-- Material to process follows --
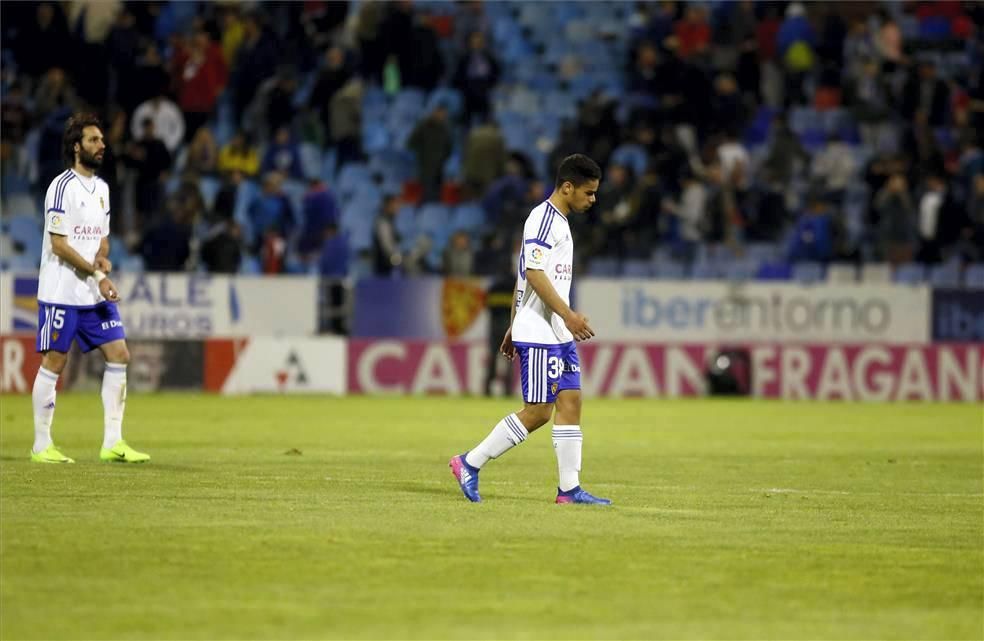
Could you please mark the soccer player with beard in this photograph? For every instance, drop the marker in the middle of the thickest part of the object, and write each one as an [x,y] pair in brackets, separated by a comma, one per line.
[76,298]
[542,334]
-- Material to process concluded --
-- Material to process follows --
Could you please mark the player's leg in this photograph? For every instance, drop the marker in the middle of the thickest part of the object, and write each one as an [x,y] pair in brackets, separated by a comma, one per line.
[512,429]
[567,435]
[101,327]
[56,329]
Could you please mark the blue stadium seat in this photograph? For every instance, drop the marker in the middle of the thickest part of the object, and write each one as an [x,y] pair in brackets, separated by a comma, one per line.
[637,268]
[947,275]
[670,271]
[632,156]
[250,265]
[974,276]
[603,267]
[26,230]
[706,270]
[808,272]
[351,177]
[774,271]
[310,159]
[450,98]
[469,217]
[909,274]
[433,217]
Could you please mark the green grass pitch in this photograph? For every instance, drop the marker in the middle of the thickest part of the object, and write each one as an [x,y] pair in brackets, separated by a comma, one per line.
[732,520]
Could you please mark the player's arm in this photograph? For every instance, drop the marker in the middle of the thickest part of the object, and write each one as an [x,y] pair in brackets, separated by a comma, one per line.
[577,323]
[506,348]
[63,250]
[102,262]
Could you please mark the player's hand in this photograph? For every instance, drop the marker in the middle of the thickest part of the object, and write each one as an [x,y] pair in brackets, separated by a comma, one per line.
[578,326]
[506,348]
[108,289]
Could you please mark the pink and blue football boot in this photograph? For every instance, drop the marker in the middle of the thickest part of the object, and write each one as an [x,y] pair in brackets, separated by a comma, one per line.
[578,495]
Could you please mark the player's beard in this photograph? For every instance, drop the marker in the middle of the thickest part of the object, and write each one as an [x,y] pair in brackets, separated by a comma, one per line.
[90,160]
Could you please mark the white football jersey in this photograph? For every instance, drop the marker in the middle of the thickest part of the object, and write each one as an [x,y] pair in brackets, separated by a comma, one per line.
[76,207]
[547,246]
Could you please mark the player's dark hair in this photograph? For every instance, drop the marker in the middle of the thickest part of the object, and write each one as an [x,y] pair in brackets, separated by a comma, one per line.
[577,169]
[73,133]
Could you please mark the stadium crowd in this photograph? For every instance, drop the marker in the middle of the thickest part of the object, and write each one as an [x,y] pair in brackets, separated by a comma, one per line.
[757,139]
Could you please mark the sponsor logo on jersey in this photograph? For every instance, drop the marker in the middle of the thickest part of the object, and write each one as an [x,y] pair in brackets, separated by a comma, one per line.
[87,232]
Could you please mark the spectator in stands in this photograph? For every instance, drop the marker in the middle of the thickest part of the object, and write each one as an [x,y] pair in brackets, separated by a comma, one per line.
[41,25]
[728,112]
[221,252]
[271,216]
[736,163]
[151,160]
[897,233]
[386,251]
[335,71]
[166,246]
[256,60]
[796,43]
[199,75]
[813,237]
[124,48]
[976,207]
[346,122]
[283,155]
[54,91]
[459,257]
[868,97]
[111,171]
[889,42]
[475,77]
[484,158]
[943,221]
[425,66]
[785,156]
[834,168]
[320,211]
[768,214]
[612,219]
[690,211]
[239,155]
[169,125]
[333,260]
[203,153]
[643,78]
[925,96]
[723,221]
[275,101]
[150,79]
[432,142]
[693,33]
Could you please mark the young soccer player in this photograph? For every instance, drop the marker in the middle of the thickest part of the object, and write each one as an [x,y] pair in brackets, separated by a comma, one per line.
-- Material to process concluded --
-- Material to process follows --
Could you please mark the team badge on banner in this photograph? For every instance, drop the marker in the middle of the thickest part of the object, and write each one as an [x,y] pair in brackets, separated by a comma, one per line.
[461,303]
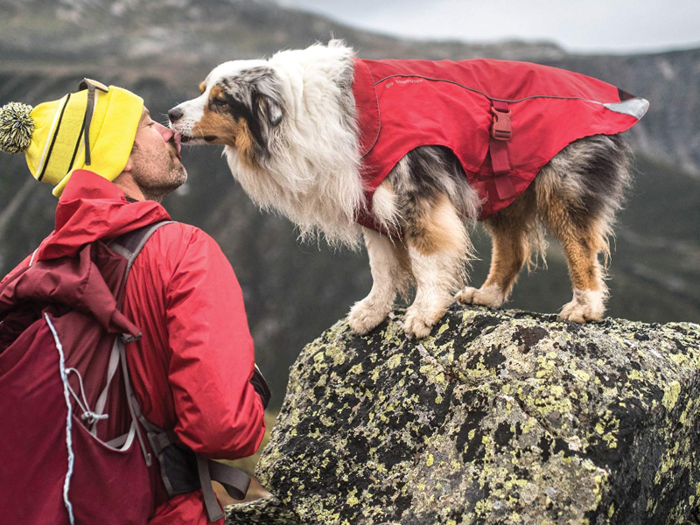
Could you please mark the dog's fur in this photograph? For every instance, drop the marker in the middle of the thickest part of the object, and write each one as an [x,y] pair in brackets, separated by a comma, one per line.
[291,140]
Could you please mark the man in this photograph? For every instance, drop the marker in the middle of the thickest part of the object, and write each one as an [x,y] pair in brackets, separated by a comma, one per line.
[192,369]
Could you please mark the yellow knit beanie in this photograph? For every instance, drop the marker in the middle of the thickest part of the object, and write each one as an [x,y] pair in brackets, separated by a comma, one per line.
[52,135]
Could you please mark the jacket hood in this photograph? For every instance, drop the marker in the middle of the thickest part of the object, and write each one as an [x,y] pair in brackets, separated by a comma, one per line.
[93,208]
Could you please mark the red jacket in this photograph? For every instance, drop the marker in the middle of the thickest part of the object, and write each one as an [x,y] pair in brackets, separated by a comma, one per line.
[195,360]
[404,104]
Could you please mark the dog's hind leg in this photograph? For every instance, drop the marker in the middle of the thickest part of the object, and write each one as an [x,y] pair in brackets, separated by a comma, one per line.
-- Material to process concluded --
Your task is to retype the entries verbatim, starting with the line that holds "Could you please mark the jacket" and stopping after the line that holds "Could you please mark the dog's hind".

Could you please mark the jacket hood in this photograph? For every instance, drop the marker in the middle of the thickest part of the object, and write each one as an [x,y] pair in brackets, separated by a comma, one per line.
[93,208]
Could you please mark the red jacket in this photograph? For every instance, drop the marker in the middle of the thickest part of the object, and write each one as an [x,y] pair in brackets, separated by a comma, one per line.
[195,360]
[404,104]
Could you please mark the dog's hind leg in this photograph? For every instance, drop the marker in the middle of the thickest part of the object, and write each one as an [x,y] pair in brackets, separated by a comma, one per line.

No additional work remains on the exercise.